▶ What this task involves: Can you lay out the rows below as a JSON list of strings, one string per line, with blank lines dropped? Leave the pictures out.

--- START ---

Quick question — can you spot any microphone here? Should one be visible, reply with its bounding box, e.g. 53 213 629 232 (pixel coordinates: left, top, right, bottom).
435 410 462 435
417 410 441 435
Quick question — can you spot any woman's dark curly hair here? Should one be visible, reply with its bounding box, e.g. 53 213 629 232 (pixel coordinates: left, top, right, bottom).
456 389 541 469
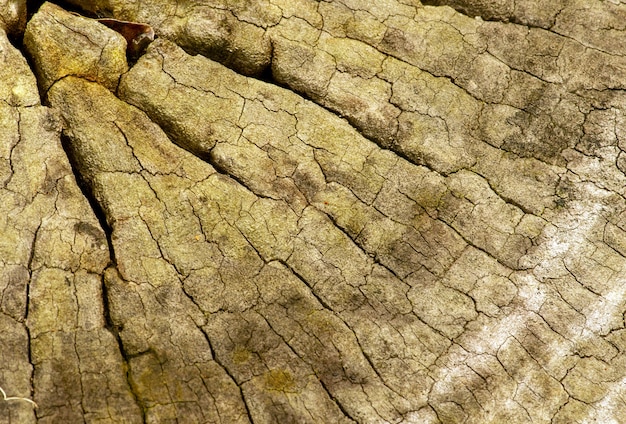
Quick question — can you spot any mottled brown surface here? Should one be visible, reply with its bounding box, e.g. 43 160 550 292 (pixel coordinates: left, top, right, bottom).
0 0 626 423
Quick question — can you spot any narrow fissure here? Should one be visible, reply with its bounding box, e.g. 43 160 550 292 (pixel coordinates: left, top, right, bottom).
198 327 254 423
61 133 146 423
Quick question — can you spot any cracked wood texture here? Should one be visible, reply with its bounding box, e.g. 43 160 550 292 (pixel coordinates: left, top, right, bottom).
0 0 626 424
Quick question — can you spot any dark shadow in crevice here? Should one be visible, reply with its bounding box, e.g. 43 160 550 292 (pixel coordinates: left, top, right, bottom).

--- END ---

▶ Complete response:
[
  "Quick question — can you spot any microphone here? Should one be visible, reply with its bounding box, e.g. 53 213 629 232 (pixel coordinates: left, top, right, bottom).",
  "435 410 462 435",
  "417 410 441 435",
  "Quick question — can you spot any woman's dark curly hair here? Should one be visible, reply with its bounding box, e.g. 53 213 629 232 (pixel coordinates: left, top, right, bottom).",
  "456 389 541 469",
  "Quick question — can you spot any mottled brown surface here? Should one be visible, reply with its bounding box, e.g. 43 160 550 292 (pixel coordinates: left, top, right, bottom).",
  "0 0 626 423",
  "Quick question — can you spot any narrow fissure here? Should one be visible, reply with its bounding box, e.g. 43 160 550 292 (pixel coordinates: left, top, right, bottom).",
  "198 327 254 423",
  "61 133 146 423",
  "Quick question — can you spot any cracked wood texture here? Should one be visible, reply with its bounding box, e.g. 43 160 550 292 (pixel coordinates: left, top, right, bottom).",
  "0 0 626 424",
  "Quick question — can you spot any dark shadow in crevice here? Should one be visible, reply with its bounding box, e.g. 43 160 550 292 (pixel coordinates: left, top, right, bottom)."
]